**Activity 1:**
Name every day of the week that the Nowhere Girl passage mentions.
**Activity 2:**
Rewrite the Nowhere Girl passage from "If I told you" to "it just is.", swapping "schedule" for "calendar".

**Selected passage:**
--- START ---
Nowhere Girl

If I told you I didn’t like weekends you would probably think I had a serious problem and indeed I do. It’s not really serious, it just feels that way. It’s just part of my panic disorder which I have lived with most of my life. It’s been a thorn in my side since I was a teenager. Though no one has ever died from it, you feel like you might. Panic Disorder can be terribly uncomfortable at times. On days like today I have that constant uneasy feeling I get when there is nothing on the schedule – blank space I call it. I just think of it as a blank, white space. I prefer to have a set schedule like school and work. It makes me feel more comfortable. I’m not sure why it is, it just is.

I do love Fridays because everyone is laid back and in a good mood. It just has a good vibe to it. I especially enjoy Friday nights because I get to spend it doing whatever it is I want to do but the rest of the weekend is downhill from there. Saturday and Sunday afternoons really put me on edge. Afternoons make me anxious any day of the week, it’s just compounded on the weekend. If I could just eliminate mornings and afternoons that would be great, no need to eat breakfast or lunch ever again. I could always move to Norway where it’s dark for 6 months. I’m curious to know what effect that would have on me. Maybe I should start going to both services at the Catholic church. That would fill up almost all of Sunday, then by the time I get home, it’s time to get the kids ready for school. Sounds like a plan. Not a very good one, but still a plan.
--- END ---
Stored items:
--- START ---
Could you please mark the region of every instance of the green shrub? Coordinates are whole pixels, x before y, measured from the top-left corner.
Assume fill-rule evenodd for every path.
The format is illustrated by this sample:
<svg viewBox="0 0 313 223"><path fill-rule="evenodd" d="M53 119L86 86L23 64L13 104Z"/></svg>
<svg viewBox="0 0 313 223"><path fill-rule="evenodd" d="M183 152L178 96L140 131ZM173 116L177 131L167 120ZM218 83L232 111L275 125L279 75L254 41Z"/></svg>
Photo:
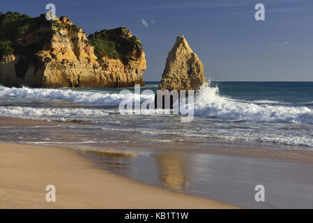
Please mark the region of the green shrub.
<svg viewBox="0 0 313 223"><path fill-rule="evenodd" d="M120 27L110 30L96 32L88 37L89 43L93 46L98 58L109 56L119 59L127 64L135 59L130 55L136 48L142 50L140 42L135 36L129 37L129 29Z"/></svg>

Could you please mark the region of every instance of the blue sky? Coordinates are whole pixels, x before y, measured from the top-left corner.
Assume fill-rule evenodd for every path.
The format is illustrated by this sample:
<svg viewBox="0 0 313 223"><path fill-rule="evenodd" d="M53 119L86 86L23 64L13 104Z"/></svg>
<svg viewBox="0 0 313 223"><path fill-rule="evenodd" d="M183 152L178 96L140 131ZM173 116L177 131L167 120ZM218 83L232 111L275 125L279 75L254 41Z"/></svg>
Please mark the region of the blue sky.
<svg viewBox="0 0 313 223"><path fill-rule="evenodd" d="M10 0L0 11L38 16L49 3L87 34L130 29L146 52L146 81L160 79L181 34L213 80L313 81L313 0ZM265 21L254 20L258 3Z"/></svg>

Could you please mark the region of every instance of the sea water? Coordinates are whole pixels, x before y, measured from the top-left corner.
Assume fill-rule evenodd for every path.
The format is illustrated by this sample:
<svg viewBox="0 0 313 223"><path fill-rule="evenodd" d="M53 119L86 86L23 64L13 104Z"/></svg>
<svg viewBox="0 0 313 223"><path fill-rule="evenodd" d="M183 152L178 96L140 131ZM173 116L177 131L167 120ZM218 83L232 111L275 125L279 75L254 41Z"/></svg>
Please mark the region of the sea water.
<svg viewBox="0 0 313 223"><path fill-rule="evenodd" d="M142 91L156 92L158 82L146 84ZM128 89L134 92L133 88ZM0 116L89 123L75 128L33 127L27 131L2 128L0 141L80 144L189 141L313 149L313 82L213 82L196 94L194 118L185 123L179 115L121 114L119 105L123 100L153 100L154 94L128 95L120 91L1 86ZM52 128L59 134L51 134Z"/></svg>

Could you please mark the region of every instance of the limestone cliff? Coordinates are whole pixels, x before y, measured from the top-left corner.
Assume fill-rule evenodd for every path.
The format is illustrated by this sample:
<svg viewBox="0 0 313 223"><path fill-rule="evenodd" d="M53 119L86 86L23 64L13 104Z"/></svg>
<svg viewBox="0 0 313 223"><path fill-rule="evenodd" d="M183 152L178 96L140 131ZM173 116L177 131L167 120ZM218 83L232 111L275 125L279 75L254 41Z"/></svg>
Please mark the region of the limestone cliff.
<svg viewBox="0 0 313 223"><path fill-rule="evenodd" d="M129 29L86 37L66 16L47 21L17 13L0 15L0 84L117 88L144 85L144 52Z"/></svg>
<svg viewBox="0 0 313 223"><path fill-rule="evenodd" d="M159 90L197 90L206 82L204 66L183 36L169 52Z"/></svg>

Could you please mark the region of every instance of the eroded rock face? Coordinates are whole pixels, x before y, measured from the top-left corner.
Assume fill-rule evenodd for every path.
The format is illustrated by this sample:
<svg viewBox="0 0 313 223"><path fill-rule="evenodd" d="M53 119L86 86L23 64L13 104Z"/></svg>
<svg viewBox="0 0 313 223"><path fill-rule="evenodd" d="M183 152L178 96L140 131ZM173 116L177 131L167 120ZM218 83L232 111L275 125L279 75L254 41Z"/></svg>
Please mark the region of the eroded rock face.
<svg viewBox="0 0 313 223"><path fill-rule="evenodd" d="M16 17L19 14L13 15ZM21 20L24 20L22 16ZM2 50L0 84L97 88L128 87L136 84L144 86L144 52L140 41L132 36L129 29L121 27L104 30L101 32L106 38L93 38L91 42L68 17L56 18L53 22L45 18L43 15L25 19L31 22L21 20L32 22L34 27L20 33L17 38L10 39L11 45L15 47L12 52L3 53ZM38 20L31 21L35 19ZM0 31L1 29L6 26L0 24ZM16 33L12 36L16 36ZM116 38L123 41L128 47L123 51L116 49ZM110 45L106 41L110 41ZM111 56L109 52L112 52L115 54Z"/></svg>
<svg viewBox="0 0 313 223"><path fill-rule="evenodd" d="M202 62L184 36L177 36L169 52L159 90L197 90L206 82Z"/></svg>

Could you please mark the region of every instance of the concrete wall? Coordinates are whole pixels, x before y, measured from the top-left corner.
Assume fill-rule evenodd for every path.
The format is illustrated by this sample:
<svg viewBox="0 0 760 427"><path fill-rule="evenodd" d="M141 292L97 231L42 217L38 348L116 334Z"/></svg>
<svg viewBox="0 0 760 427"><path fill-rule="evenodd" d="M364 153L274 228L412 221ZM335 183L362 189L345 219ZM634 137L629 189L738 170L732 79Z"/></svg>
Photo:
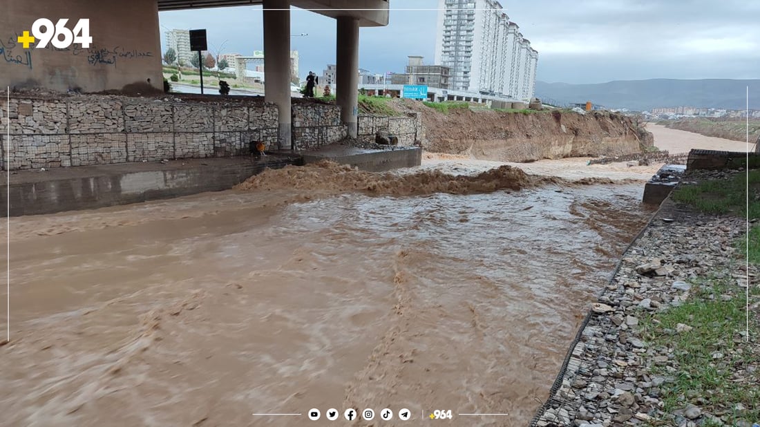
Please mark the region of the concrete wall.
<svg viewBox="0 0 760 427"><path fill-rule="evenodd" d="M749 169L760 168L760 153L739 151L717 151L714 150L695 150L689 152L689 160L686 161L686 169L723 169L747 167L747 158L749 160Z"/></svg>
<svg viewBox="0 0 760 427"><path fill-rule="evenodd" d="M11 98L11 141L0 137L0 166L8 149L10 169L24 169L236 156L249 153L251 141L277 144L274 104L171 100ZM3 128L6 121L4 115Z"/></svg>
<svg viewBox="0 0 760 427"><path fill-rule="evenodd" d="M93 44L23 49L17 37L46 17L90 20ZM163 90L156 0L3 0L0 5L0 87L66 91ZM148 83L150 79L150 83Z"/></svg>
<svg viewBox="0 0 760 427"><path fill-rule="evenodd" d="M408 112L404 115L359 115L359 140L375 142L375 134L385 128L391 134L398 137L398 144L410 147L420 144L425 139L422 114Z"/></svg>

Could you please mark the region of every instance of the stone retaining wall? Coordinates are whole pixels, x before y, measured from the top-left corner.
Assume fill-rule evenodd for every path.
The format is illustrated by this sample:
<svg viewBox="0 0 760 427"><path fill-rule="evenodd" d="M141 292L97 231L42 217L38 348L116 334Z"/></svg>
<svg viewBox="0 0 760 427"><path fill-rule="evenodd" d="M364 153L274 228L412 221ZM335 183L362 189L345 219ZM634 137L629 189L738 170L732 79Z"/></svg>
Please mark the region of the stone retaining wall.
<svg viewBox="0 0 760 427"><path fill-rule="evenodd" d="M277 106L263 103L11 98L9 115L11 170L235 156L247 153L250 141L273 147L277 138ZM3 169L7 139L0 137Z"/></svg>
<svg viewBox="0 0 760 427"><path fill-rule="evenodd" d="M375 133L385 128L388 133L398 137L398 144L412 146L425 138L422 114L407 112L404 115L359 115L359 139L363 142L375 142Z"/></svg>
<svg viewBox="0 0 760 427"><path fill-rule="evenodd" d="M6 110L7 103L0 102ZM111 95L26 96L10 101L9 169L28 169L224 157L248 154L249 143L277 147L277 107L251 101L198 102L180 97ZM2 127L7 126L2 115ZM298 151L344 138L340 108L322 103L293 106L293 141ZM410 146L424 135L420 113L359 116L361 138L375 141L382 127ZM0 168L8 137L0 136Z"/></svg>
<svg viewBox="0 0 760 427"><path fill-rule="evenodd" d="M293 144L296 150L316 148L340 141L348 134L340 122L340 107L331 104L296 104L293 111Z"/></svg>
--- END ---
--- START ---
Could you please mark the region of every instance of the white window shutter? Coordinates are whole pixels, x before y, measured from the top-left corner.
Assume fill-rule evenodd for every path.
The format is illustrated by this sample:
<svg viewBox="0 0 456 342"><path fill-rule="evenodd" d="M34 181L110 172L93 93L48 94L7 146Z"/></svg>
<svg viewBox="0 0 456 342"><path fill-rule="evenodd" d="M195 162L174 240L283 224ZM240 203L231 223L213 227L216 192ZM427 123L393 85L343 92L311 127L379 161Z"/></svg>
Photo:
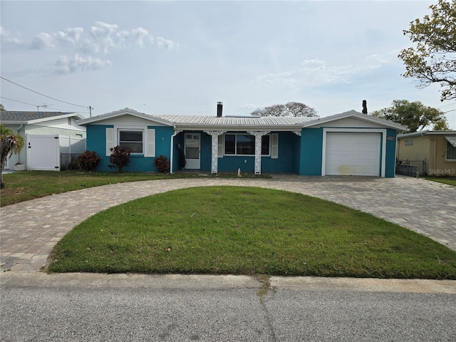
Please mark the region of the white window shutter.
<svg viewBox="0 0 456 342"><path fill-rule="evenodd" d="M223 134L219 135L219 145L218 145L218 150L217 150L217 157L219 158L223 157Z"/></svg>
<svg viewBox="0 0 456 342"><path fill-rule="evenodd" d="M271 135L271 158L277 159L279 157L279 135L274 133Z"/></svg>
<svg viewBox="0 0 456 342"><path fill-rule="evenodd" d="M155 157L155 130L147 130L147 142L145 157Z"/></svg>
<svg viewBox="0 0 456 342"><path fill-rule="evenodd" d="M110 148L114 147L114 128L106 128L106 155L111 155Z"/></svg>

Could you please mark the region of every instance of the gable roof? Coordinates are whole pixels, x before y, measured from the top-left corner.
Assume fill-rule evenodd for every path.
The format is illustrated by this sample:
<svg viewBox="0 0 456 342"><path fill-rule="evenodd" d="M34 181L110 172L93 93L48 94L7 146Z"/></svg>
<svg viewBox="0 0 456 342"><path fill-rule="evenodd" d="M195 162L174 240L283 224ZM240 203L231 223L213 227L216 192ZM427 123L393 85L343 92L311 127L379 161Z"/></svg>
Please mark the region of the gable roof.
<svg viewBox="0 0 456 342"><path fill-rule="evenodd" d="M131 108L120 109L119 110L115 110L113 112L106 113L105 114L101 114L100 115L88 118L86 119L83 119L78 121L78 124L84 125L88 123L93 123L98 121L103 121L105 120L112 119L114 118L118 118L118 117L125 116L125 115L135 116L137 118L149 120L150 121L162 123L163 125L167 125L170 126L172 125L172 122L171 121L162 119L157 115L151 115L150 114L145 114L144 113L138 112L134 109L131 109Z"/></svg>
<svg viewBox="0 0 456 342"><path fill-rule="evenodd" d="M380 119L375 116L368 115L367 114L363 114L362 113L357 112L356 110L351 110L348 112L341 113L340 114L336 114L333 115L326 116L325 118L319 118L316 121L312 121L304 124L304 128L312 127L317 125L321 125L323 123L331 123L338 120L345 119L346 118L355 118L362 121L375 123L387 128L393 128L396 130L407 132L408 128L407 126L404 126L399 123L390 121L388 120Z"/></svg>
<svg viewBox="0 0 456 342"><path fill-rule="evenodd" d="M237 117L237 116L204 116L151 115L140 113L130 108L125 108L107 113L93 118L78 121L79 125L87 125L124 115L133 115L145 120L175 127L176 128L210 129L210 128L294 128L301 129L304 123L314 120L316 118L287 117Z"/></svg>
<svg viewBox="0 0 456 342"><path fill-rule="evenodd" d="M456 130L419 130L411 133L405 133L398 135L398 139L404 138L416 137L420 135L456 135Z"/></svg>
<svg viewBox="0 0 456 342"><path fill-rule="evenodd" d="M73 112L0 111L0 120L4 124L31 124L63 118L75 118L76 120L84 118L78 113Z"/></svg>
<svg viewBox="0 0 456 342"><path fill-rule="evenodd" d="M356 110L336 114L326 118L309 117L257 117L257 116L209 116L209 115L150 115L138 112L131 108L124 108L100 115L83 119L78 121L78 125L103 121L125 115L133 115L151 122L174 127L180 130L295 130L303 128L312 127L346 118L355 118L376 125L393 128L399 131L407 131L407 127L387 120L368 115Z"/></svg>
--- END ---
**Problem solution 1:**
Friday, Saturday, Sunday

**Problem solution 2:**
If I told you I didn’t like weekends you would probably think I had a serious problem and indeed I do. It’s not really serious, it just feels that way. It’s just part of my panic disorder which I have lived with most of my life. It’s been a thorn in my side since I was a teenager. Though no one has ever died from it, you feel like you might. Panic Disorder can be terribly uncomfortable at times. On days like today I have that constant uneasy feeling I get when there is nothing on the calendar – blank space I call it. I just think of it as a blank, white space. I prefer to have a set calendar like school and work. It makes me feel more comfortable. I’m not sure why it is, it just is.